> **Problem to work on**
Locate every line in the items below that contains the word "hill", and copy each such line. Matching is case-sensitive.

*-*-*

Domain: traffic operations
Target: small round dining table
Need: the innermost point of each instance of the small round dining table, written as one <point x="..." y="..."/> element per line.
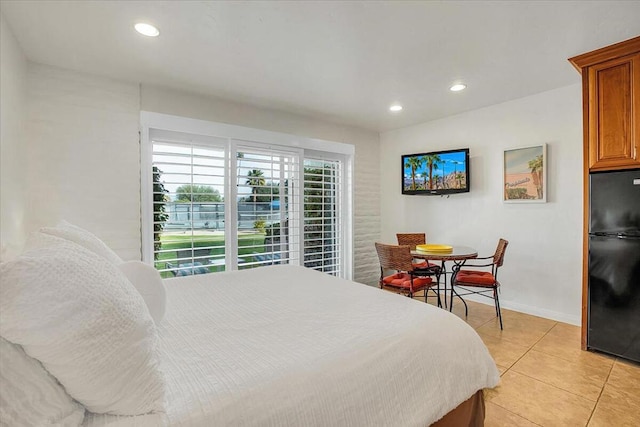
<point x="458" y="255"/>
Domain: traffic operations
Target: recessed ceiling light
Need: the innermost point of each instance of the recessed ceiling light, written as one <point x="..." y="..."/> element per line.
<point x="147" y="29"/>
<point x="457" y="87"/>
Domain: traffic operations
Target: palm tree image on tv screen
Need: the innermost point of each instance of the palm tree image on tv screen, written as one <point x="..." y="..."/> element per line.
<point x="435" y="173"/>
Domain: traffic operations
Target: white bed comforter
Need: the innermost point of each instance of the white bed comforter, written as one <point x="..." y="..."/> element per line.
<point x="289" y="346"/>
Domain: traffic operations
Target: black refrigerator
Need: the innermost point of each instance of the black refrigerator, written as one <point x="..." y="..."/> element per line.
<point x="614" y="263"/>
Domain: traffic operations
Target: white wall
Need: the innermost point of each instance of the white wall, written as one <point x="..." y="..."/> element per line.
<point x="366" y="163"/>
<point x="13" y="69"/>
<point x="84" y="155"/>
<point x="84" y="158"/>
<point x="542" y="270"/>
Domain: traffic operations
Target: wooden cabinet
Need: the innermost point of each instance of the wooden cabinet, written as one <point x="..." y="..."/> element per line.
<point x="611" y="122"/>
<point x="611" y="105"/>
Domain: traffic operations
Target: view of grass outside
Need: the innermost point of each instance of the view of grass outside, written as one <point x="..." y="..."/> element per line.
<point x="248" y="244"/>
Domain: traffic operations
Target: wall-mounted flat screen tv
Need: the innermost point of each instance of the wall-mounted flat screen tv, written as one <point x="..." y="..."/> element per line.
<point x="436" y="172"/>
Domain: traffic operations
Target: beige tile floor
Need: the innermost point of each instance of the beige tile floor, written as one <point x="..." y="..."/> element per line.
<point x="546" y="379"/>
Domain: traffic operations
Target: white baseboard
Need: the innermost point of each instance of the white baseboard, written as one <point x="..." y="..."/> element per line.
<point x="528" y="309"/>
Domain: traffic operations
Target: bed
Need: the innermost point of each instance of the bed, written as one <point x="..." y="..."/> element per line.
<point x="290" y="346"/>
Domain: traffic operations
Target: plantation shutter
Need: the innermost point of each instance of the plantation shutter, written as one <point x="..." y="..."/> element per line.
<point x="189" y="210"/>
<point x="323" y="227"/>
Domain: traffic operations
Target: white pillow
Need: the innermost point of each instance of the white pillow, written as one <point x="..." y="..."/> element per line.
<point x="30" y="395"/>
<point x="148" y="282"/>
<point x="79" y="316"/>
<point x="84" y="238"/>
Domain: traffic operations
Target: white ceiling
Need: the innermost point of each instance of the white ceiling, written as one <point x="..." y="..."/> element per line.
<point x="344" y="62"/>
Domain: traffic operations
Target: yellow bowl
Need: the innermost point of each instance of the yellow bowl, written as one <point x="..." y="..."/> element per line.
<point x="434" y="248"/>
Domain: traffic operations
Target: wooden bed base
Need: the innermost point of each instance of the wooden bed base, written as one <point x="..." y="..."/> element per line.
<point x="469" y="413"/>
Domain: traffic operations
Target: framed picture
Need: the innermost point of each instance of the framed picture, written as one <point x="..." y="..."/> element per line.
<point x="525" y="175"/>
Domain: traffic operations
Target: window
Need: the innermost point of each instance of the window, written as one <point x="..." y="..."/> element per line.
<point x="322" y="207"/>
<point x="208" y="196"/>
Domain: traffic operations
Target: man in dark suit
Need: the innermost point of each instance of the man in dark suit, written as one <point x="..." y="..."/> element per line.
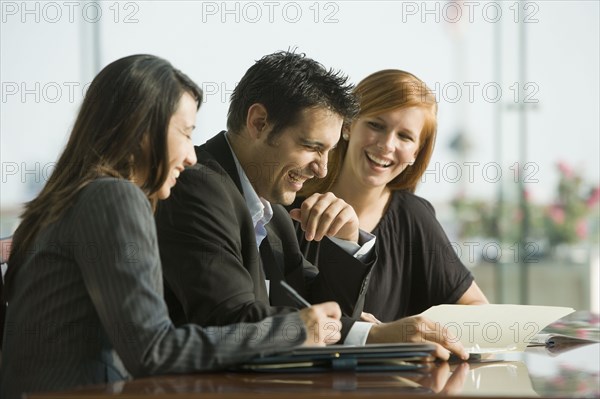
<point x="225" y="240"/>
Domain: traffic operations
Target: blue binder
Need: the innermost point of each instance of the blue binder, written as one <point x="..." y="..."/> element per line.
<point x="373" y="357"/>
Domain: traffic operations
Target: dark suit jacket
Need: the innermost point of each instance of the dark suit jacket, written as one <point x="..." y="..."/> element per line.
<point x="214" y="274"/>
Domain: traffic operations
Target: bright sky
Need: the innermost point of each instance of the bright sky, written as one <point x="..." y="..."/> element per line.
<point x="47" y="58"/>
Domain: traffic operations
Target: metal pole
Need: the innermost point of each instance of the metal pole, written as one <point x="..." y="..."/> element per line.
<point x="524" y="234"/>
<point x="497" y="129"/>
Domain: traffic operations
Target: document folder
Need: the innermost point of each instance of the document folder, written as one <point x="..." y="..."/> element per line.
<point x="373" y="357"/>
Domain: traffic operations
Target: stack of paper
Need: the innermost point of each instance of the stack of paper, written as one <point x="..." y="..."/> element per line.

*-*-*

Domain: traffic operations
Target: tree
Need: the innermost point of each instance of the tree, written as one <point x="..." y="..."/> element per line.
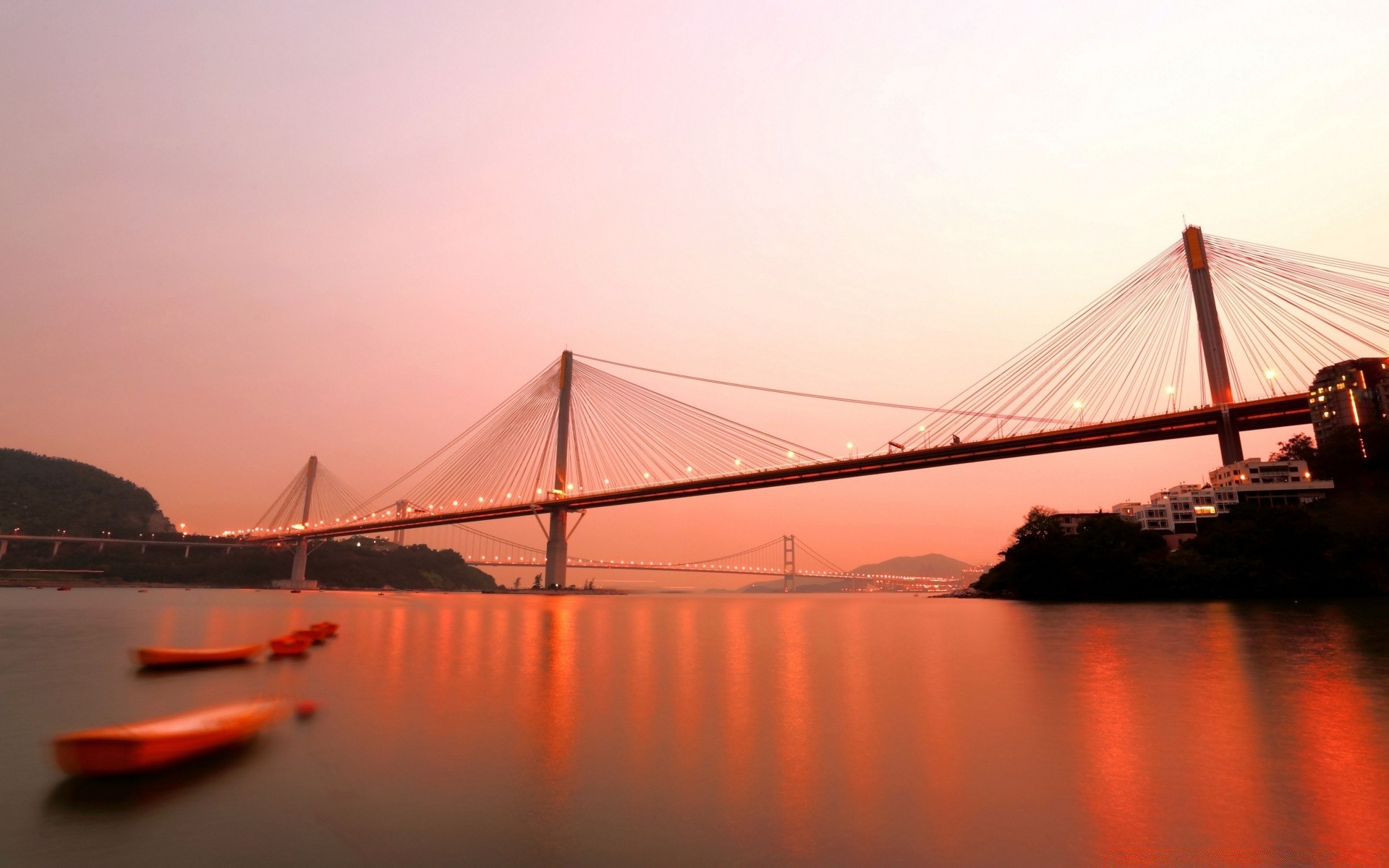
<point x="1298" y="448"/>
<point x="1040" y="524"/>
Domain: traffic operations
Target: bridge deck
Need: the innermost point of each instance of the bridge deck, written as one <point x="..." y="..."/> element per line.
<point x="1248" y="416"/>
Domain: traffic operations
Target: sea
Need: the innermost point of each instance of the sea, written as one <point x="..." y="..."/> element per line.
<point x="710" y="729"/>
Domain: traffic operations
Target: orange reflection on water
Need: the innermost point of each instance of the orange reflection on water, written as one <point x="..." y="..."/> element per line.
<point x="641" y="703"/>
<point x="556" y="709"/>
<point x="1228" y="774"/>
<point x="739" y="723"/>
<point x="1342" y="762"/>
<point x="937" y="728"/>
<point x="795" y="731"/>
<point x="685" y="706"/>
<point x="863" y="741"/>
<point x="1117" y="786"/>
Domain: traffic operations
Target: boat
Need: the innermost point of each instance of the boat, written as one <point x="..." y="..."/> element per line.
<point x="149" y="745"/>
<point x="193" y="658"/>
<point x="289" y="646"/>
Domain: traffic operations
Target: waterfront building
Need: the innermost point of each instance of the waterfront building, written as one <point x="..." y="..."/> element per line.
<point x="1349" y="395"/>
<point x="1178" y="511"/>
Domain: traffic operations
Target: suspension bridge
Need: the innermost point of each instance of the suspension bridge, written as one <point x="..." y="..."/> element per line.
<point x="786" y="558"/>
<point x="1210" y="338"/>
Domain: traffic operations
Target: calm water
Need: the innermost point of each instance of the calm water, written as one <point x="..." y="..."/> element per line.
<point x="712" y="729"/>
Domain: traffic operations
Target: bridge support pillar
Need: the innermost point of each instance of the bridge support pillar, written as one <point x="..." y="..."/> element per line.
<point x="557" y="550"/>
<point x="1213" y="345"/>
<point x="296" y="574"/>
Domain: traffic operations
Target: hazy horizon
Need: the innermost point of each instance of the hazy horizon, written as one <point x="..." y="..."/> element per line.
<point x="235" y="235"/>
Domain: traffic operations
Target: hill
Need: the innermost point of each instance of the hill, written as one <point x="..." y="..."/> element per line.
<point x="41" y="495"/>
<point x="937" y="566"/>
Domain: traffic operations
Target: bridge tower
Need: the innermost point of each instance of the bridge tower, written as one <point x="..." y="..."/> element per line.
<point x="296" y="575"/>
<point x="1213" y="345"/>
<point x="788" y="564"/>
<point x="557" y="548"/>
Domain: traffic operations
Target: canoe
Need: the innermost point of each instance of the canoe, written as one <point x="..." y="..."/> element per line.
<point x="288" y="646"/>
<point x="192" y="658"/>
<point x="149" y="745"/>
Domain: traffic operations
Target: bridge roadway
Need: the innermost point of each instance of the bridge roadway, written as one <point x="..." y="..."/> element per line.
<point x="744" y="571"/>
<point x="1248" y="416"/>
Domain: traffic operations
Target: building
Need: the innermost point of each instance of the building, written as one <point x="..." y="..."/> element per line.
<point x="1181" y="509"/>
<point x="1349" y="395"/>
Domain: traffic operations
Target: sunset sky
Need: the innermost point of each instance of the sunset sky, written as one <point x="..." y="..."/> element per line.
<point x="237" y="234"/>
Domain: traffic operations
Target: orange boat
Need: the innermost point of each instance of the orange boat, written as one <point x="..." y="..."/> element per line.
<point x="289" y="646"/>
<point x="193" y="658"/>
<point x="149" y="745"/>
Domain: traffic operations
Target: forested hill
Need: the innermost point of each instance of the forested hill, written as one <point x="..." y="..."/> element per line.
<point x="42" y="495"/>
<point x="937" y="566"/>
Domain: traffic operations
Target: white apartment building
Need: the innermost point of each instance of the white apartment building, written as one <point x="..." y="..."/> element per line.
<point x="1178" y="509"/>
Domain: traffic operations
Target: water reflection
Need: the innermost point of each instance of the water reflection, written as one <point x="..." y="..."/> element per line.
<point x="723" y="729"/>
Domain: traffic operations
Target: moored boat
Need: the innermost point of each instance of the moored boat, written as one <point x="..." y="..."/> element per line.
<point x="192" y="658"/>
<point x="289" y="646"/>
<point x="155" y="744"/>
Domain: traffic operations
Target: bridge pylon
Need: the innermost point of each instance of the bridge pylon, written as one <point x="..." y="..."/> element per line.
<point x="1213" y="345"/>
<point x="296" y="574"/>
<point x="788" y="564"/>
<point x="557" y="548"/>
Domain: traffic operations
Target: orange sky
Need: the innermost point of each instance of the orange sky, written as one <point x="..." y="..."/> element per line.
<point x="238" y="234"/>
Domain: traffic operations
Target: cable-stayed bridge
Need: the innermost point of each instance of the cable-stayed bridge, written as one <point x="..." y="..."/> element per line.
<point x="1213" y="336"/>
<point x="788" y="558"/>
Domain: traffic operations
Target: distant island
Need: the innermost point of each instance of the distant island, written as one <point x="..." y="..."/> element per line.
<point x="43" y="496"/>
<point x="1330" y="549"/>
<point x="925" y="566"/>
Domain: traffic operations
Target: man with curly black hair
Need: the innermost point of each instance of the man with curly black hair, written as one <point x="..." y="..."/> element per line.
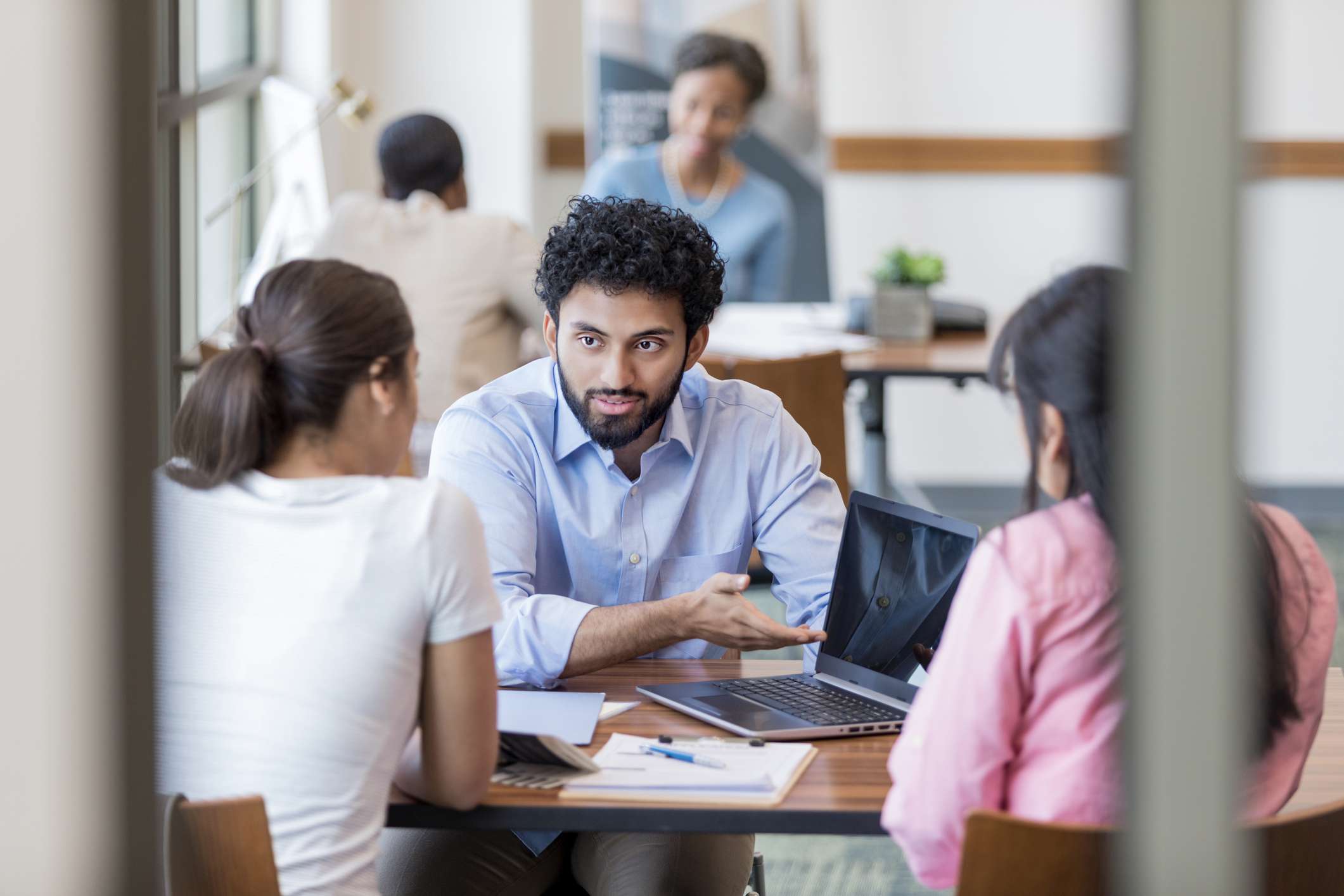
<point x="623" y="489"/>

*-*-*

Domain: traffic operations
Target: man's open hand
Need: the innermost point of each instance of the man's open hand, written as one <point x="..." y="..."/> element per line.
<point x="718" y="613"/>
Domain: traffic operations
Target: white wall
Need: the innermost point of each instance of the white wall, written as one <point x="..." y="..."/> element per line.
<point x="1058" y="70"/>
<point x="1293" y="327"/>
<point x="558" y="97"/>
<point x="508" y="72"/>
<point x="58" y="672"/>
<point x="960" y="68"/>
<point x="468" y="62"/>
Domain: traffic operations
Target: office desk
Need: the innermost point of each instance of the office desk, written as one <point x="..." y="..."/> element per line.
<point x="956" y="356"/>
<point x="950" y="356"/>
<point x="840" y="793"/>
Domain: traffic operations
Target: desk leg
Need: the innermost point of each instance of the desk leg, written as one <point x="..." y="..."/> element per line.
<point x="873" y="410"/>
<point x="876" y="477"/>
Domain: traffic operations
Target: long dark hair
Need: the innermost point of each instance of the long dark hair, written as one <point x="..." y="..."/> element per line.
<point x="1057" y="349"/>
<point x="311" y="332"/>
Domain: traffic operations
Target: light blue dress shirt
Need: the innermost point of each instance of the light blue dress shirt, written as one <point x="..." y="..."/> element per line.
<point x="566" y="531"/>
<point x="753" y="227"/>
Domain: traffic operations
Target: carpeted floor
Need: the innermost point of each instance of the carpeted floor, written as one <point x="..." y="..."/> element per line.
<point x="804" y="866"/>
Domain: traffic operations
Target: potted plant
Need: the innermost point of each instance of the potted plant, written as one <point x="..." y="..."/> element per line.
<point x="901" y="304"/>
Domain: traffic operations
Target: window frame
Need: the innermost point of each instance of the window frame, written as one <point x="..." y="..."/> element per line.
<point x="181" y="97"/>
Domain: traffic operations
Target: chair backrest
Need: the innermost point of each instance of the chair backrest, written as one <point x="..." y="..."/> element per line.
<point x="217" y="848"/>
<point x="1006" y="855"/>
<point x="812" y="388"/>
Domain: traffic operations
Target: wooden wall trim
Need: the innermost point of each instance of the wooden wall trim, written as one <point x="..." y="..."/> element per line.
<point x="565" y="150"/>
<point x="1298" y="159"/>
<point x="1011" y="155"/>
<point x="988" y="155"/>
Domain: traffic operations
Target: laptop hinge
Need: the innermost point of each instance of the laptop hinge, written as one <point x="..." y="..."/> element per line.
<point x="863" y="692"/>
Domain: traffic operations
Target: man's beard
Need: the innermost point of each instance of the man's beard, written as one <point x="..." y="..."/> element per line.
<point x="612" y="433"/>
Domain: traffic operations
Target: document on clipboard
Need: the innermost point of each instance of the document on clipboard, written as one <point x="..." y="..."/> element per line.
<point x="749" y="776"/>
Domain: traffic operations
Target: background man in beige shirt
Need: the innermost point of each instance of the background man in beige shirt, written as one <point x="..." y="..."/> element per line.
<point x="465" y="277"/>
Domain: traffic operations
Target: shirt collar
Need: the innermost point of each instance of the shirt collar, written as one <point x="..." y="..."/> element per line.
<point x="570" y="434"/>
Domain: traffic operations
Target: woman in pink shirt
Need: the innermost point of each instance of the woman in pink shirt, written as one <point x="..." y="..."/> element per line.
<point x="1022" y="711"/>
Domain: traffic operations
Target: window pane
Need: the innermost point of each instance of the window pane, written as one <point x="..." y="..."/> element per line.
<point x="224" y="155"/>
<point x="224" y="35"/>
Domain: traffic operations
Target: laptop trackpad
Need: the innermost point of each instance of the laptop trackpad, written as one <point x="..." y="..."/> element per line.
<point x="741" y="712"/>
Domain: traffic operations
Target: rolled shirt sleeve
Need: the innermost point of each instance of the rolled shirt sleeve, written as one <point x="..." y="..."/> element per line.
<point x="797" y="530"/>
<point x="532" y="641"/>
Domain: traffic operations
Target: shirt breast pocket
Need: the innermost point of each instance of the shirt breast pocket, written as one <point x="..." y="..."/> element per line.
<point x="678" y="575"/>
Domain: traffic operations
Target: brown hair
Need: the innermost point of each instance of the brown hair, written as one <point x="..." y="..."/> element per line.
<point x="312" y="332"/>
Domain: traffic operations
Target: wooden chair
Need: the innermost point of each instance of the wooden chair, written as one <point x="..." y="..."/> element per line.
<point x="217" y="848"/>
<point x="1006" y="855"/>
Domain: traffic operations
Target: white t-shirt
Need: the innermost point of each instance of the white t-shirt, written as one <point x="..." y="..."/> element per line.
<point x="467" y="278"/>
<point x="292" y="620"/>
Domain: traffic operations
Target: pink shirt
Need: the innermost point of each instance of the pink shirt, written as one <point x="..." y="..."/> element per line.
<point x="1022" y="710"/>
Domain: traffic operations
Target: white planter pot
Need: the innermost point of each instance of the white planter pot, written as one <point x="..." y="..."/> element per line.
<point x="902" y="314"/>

*-*-*

> **Response to this task**
Target: hill
Need: the innermost point of each instance of the hill, written as one <point x="..." y="..."/> element per line.
Target: forested hill
Need: the innermost point of each instance of the forested hill, written as one <point x="..." y="..."/> element per line.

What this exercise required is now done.